Sunday, February 03, 2008

Further thoughts

I am one of those cooks who saves leftover chicken carcasses until the freezer runs out of room. Then I take all the frozen chicken parts and frozen drippings from the roasting pan, throw them in a huge pot with some water and boil them until the meat is falling off the bones. I cool the stock, skim the fat off, put it in freezer containers, and store it in the freezer. When the chicken parts have cooled enough to be handled, I separate the meat from the bones, gristle, skin, and ooky stuff and divide it up between several smaller containers to be used later for soup.

That was my morning task today and while separating the meat from the bones I was struck by a thought: we the American people are desperate for a savior. We want someone who will promise us that life can be different under a different ruler. We are drawn to someone whose vision is different from the visions being thrown up by other prophets.

- _WRITTEN PROBLEM_
Please check each statement against the post about making chicken stock, answering yes or no and quoting the words of the post that settle it: (a) The writer boils the frozen chicken parts until the meat falls off the bones. (b) The writer stores the cooled stock in the refrigerator. (c) The writer's thought about a savior came while skimming fat from the stock.

- _DATASET ROWS_

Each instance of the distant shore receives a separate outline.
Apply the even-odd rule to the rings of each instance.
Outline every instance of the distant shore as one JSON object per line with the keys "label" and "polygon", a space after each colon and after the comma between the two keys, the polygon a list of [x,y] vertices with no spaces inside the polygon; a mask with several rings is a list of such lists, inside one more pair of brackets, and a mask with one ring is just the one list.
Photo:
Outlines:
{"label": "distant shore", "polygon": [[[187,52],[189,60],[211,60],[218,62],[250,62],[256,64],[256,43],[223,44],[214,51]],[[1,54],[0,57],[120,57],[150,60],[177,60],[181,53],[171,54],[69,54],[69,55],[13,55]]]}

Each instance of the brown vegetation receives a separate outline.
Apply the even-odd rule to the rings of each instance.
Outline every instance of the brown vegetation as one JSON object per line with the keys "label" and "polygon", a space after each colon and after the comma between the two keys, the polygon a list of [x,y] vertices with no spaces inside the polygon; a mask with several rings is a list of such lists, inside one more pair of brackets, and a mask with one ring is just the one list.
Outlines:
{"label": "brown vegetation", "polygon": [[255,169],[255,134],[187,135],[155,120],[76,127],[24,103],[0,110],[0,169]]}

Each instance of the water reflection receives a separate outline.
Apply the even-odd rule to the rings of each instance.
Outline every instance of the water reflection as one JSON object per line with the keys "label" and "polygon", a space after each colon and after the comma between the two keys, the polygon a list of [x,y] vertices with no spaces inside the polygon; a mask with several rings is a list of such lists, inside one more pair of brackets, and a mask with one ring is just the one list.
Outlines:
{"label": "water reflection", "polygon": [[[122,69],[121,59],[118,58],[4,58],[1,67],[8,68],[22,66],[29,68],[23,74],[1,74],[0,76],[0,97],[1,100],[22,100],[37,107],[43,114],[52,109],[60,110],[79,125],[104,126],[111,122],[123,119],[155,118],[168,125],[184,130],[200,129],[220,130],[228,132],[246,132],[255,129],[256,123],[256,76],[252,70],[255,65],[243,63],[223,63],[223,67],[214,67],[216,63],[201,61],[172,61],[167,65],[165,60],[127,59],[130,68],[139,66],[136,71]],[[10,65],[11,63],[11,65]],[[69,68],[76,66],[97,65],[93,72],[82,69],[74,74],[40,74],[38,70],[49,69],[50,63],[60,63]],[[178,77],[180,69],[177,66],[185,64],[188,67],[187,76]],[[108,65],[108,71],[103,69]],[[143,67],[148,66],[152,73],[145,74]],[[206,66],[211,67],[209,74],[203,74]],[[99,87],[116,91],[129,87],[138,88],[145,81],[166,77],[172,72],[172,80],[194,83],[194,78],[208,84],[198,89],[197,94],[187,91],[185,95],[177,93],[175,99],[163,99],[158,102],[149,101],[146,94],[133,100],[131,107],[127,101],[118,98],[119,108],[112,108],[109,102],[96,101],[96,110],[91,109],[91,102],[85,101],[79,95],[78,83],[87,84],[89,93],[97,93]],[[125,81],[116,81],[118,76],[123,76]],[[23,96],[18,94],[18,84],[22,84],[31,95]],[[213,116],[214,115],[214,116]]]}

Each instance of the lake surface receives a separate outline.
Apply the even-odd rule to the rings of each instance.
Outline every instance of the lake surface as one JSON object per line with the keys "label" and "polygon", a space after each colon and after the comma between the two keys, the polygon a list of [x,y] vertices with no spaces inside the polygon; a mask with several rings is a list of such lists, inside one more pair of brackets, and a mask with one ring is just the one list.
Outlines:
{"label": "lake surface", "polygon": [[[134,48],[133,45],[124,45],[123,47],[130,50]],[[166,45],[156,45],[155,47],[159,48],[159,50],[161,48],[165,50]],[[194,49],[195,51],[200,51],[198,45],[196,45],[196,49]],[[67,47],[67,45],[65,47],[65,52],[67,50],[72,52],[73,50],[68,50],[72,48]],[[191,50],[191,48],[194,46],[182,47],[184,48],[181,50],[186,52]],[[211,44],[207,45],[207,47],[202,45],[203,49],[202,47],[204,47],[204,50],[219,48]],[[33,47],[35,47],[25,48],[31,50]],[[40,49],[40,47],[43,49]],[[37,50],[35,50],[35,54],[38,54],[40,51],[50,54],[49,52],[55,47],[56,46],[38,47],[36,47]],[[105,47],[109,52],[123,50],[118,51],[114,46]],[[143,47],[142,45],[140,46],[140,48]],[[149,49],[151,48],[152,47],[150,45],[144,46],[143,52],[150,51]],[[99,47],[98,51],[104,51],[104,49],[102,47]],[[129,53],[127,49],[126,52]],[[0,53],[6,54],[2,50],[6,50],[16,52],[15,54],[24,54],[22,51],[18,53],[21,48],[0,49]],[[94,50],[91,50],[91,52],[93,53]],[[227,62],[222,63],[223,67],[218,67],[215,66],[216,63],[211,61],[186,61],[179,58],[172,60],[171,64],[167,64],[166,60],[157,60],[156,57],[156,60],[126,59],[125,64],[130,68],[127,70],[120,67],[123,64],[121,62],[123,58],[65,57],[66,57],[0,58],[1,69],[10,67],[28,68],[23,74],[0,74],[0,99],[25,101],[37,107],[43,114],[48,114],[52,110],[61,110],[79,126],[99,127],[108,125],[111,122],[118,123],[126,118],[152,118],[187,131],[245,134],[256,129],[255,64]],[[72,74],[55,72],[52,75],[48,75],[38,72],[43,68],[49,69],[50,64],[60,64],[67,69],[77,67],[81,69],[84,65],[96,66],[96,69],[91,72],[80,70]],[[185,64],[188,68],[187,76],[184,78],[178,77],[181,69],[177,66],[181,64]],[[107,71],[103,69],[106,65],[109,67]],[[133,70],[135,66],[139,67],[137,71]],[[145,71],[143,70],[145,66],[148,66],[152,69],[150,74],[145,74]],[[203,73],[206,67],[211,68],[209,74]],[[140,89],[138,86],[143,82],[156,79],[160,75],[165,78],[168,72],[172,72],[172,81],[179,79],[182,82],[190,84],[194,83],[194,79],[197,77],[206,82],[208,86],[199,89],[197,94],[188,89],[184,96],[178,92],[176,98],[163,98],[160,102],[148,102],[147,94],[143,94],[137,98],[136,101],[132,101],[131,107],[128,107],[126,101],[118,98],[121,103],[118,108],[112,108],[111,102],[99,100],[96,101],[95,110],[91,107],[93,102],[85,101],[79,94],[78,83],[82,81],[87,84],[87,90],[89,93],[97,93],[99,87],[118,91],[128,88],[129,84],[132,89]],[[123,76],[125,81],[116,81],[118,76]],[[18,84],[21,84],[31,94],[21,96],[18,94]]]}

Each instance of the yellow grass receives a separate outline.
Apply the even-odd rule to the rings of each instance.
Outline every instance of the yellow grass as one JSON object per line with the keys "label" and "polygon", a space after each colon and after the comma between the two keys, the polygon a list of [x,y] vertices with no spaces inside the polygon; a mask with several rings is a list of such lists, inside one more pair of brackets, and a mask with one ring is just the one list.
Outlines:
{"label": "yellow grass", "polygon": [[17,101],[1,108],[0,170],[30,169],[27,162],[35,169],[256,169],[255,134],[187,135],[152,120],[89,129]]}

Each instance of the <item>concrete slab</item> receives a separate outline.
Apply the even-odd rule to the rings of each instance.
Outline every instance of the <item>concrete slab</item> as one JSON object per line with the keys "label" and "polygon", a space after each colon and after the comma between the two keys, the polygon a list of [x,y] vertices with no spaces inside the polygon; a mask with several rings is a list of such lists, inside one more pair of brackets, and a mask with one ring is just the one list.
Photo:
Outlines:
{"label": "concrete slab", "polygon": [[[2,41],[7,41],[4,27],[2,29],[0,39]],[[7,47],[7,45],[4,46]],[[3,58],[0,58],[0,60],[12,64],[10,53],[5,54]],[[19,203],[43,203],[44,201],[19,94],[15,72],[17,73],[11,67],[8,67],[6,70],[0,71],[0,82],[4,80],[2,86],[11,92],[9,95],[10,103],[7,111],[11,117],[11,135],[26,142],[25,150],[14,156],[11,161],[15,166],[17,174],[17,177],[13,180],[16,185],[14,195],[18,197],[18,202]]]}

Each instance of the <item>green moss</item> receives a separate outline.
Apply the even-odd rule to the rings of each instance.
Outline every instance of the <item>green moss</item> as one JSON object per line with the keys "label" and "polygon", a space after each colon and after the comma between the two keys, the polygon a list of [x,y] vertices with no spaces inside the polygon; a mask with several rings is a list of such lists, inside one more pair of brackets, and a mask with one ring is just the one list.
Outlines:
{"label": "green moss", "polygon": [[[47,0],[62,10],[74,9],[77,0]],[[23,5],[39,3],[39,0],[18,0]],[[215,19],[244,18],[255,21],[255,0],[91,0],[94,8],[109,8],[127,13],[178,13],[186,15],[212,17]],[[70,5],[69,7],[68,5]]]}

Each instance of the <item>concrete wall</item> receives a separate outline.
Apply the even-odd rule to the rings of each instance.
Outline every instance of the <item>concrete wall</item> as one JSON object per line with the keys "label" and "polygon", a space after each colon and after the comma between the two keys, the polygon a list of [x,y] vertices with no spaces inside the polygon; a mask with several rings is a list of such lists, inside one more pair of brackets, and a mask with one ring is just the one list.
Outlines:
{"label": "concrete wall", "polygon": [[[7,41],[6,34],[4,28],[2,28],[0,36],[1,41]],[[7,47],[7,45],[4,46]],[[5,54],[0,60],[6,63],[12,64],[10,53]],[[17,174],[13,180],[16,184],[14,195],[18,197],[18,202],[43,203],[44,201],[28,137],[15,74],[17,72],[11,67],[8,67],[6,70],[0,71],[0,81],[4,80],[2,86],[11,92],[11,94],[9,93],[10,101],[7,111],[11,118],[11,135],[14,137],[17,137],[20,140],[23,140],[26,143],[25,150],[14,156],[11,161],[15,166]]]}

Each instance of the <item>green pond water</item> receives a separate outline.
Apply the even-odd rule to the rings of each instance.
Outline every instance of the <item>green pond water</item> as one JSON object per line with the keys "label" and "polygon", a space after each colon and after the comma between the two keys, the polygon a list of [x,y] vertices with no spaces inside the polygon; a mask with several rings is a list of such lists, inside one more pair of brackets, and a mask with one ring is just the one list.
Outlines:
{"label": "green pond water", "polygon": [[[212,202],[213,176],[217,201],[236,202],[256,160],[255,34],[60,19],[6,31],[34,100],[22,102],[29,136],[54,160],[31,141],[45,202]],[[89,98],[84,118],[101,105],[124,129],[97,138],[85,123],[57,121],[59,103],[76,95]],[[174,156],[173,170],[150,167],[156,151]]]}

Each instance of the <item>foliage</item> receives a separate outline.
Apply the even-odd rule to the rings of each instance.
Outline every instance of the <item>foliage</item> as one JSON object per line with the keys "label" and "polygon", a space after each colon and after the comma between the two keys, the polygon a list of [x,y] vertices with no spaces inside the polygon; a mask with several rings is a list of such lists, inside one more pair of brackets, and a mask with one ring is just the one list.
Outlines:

- _SOLUTION FOR THIS EXERCISE_
(a) Yes: "boil them until the meat is falling off the bones"
(b) No: "put it in freezer containers, and store it in the freezer"
(c) No: "while separating the meat from the bones I was struck by a thought"